Albert Memmi est né à Tunis, le 15 décembre 1920. Fréquentant le lycée Carnot, il obtient son bac en philosophie et commence des études dans cette discipline à l’université d’Alger. À Tunis pendant la Seconde Guerre mondiale, il connaît l’occupation allemande et les camps de travail forcé.

À la Libération, il reprend ses études à Alger, puis à Paris. Il enseigne au lycée Carnot de Tunis. Après l’indépendance de la Tunisie, en 1956, il est nommé à l’École pratique des hautes études, à HEC, puis à l’université de Nanterre (1970).

En 1953, il publie son premier roman, La Statue de sel, préfacé par Albert Camus. En 1957 paraît Portrait du colonisé, précédé du portrait du colonisateur, préfacé par Jean-Paul Sartre, qui décrit les relations d’interdépendance entre l’un et l’autre de ces acteurs, et le rapport de domination qu’exerce automatiquement, dans le cadre colonial, le second sur le premier. Son œuvre littéraire explore le racisme et l’identité juive. Albert Memmi est mort le 22 mai 2020, à Paris.

Depuis 1985, il était membre du comité d’honneur de la LICRA. Dans le texte qui suit, extrait de son livre Ce que je crois (Grasset, 1985), il définit le concept d’ « hétérophobie » – qu’il a forgé, comme une peur de l’autre, naturellement présente chez l’Homme, et qui peut évoluer en racisme.

━━━━━━━━━━━━━━━━━━━━

▶ [Consigne] Pourriez-vous recopier intégralement le texte sur Albert Memmi, mot pour mot ? Appuyez-vous uniquement sur le texte sur Albert Memmi ci-dessus.

Un bloc de données
━━━━━━━━━━━━━━━━━━━━

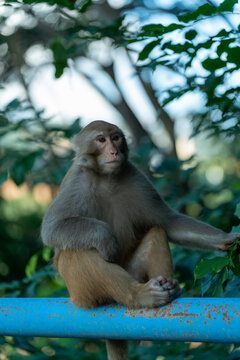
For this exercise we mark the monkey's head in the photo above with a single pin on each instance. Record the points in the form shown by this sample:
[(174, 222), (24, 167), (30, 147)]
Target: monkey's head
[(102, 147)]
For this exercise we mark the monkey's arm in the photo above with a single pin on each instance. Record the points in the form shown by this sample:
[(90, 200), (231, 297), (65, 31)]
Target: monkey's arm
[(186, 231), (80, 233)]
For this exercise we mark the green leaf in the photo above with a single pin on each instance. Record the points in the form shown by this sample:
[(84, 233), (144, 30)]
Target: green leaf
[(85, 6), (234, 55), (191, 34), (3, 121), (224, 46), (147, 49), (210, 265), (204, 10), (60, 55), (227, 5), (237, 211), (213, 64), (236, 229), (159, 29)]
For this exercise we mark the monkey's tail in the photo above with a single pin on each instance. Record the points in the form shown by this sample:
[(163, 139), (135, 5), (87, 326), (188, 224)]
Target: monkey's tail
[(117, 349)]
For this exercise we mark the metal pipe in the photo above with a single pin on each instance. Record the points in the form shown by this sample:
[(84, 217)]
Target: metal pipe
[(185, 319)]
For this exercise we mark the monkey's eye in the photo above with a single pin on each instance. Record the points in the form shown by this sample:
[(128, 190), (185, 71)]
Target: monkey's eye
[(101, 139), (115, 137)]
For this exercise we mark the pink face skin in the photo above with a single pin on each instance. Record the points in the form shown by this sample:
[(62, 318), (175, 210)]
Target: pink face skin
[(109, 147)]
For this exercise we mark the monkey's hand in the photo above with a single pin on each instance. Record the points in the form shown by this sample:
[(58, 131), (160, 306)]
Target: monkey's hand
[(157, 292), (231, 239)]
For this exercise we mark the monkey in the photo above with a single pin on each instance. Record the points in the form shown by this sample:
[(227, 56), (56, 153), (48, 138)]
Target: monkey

━━━━━━━━━━━━━━━━━━━━

▶ [Réponse]
Albert Memmi est né à Tunis, le 15 décembre 1920. Fréquentant le lycée Carnot, il obtient son bac en philosophie et commence des études dans cette discipline à l’université d’Alger. À Tunis pendant la Seconde Guerre mondiale, il connaît l’occupation allemande et les camps de travail forcé.

À la Libération, il reprend ses études à Alger, puis à Paris. Il enseigne au lycée Carnot de Tunis. Après l’indépendance de la Tunisie, en 1956, il est nommé à l’École pratique des hautes études, à HEC, puis à l’université de Nanterre (1970).

En 1953, il publie son premier roman, La Statue de sel, préfacé par Albert Camus. En 1957 paraît Portrait du colonisé, précédé du portrait du colonisateur, préfacé par Jean-Paul Sartre, qui décrit les relations d’interdépendance entre l’un et l’autre de ces acteurs, et le rapport de domination qu’exerce automatiquement, dans le cadre colonial, le second sur le premier. Son œuvre littéraire explore le racisme et l’identité juive. Albert Memmi est mort le 22 mai 2020, à Paris.

Depuis 1985, il était membre du comité d’honneur de la LICRA. Dans le texte qui suit, extrait de son livre Ce que je crois (Grasset, 1985), il définit le concept d’ « hétérophobie » – qu’il a forgé, comme une peur de l’autre, naturellement présente chez l’Homme, et qui peut évoluer en racisme.